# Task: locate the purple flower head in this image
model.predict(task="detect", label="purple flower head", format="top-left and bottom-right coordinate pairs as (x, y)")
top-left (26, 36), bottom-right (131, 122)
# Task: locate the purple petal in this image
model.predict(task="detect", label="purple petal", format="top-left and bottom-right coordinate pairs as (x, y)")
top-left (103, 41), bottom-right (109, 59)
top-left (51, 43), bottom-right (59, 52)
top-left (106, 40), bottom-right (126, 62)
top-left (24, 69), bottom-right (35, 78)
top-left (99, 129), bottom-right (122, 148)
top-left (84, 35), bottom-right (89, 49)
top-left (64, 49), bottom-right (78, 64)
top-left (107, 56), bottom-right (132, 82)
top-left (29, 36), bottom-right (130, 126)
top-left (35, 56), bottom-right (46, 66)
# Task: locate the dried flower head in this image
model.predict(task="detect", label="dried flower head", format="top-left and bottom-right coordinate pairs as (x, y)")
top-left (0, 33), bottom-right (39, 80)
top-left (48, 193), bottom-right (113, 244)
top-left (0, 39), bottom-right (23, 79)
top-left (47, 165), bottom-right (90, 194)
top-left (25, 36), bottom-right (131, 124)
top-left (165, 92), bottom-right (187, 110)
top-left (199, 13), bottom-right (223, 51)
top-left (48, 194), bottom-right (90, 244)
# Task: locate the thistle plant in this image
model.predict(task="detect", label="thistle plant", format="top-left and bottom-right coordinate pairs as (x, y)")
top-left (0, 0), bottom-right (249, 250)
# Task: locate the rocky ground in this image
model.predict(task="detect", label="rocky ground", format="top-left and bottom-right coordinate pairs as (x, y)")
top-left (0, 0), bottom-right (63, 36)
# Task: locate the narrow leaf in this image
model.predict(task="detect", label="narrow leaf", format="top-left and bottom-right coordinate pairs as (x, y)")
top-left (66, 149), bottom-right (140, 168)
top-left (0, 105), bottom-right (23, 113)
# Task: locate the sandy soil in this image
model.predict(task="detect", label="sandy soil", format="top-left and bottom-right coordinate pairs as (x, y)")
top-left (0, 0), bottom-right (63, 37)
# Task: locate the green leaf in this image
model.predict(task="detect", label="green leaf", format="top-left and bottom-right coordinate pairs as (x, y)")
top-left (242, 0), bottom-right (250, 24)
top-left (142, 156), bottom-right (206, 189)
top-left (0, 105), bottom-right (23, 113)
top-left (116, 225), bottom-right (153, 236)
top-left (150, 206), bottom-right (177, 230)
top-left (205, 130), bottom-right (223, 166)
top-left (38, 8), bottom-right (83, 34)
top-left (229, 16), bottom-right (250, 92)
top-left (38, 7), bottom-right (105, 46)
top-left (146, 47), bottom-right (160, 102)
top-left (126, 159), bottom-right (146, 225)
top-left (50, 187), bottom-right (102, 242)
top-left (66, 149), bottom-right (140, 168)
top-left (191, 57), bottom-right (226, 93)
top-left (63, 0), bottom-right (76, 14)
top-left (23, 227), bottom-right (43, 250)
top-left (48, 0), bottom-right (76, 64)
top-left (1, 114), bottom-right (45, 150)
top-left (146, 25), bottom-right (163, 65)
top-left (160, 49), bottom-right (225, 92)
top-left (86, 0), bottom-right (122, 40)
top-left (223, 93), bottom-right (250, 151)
== == ==
## TASK ITEM:
From the records above, pull out each line that has "image".

## RESULT OF THIS TASK:
# Task: locate the purple flower head in this image
# Task: locate the purple petal in this image
# Task: locate the dried flower head in this image
# Task: locate the thistle plant in this image
# Task: locate the rocky ground in this image
# Task: locate the narrow leaf in this image
# Task: locate the sandy soil in this image
# Task: locate the green leaf in this image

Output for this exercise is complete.